EXERCISE PROMPT: Everything from the line containing "Task: indicate the antenna" through the last line of the records must be returned verbatim, and nothing outside that range.

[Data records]
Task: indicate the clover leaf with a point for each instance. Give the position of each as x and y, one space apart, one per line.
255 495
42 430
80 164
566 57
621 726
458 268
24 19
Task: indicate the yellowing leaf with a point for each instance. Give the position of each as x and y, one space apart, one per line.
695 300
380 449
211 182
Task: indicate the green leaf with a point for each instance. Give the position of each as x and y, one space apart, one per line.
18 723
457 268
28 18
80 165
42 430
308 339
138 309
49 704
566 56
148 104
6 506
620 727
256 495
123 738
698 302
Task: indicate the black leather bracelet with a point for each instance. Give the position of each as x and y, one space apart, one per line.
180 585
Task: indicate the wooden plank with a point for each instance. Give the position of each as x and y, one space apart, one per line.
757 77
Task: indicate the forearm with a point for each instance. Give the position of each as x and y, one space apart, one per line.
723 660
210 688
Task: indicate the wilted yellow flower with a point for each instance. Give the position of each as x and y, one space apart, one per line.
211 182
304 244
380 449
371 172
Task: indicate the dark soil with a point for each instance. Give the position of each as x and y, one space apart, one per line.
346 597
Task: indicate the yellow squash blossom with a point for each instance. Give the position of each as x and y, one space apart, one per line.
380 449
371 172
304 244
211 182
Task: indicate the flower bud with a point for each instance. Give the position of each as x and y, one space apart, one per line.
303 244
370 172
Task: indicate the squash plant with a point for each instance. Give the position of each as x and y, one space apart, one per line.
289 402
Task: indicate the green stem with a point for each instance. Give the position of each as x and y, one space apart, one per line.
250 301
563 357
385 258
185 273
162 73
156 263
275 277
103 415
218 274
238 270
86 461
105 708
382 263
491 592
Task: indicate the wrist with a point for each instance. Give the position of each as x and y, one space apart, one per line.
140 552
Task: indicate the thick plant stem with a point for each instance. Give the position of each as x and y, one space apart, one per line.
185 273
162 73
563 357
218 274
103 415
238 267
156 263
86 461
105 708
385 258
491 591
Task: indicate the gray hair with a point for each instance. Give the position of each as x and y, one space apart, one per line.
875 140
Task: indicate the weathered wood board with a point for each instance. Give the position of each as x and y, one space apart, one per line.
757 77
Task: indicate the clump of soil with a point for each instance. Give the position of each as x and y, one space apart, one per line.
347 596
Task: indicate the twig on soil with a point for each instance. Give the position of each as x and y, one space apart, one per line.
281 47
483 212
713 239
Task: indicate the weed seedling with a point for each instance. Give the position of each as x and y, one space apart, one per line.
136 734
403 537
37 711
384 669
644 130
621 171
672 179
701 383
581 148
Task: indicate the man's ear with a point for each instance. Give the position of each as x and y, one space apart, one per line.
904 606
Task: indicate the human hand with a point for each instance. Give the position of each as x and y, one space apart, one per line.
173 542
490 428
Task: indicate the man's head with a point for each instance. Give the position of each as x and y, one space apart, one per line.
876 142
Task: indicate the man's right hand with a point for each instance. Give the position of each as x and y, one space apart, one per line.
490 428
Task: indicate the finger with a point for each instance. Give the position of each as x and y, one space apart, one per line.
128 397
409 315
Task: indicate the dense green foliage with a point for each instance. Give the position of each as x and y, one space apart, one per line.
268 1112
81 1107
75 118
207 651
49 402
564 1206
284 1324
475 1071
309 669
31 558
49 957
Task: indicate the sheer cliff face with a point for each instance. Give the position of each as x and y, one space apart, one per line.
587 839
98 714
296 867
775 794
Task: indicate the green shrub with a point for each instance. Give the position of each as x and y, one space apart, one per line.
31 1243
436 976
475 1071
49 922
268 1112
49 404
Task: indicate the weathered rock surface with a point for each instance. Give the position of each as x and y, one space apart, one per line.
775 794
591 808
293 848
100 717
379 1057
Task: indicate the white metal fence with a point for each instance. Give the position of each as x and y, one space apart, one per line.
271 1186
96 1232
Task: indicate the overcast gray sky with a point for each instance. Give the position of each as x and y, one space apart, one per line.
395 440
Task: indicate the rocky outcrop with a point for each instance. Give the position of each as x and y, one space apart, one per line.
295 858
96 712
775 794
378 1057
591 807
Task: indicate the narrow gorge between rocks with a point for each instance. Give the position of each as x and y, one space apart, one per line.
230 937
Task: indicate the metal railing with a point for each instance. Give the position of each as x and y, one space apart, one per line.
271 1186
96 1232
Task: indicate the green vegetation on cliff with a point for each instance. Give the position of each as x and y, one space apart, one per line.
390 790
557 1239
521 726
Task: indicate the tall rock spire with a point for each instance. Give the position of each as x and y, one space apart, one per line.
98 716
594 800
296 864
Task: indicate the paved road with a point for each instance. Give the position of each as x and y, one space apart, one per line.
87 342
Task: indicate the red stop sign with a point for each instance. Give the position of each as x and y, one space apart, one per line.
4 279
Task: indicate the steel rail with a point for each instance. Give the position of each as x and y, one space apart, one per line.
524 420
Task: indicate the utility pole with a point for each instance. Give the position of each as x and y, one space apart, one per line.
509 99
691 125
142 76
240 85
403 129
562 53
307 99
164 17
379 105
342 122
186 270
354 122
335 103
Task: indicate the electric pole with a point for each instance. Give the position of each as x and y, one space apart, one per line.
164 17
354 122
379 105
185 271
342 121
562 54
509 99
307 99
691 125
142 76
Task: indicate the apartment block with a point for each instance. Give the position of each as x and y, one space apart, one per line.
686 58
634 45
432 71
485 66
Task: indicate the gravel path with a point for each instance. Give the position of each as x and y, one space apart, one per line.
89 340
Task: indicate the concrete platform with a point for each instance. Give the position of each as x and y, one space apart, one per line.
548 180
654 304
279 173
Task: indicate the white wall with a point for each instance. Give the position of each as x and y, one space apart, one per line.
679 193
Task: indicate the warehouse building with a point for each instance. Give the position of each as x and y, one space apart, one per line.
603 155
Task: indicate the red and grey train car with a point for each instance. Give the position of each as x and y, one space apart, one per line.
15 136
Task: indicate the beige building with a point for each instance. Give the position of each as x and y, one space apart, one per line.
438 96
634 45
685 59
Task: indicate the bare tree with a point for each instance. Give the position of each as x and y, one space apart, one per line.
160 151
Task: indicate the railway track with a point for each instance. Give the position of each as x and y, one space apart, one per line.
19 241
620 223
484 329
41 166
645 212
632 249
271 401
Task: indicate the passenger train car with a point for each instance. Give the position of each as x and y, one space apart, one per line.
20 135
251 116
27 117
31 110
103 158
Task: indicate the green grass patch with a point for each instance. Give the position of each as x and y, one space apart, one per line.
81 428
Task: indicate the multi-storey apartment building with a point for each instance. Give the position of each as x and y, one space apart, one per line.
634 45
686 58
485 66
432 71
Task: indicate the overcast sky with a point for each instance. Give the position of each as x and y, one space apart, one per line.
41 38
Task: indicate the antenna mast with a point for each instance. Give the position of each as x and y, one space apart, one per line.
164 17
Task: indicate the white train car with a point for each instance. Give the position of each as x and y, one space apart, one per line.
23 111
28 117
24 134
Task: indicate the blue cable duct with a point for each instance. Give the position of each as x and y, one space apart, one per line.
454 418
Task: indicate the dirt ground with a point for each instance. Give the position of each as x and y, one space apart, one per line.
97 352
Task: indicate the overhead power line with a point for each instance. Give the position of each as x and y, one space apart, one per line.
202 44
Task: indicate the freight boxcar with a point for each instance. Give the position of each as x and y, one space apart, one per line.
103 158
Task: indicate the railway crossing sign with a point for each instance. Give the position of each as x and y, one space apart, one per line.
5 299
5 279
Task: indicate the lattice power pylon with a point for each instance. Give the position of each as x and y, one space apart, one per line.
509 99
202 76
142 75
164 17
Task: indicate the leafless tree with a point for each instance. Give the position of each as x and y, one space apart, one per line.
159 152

SOLUTION FOR THIS TASK:
Task: indicate the antenna mast with a point for each instance. Give the position of each as x and y, one space apart, one per line.
164 17
Task: indicate the white train car with a point for each instance. Give the position of each as x and y, one space apart, one per line.
23 111
28 117
24 134
Task: indicate the blue cable duct with a point for each instance. Give the position of each as x and y, one space apart, one per line.
454 418
Task: indicate the dirt ground with a point for each instance. Give the position of each as x and y, one space apart, one per line.
97 352
Task: indicate the overhead power line with a point for each instance. Give the position of each as x and y, one space apart, one per line.
202 44
Task: indicate the freight boxcar with a point for each instance. Give the position of each as x and y, one space apart, one per line.
103 158
Task: indicate the railway crossing sign with a point for each instance. Give the position of each as x and y, one space apart, one per line.
5 299
5 279
Task: indicate the lattice power pylon with a point for each instance. Give the position of each as x and y, one space apart, one per line.
509 99
202 76
142 75
164 17
Task: indicate the leafless tree with a point for each instance. Give the position of each as x and y, one space apart, one per line.
159 152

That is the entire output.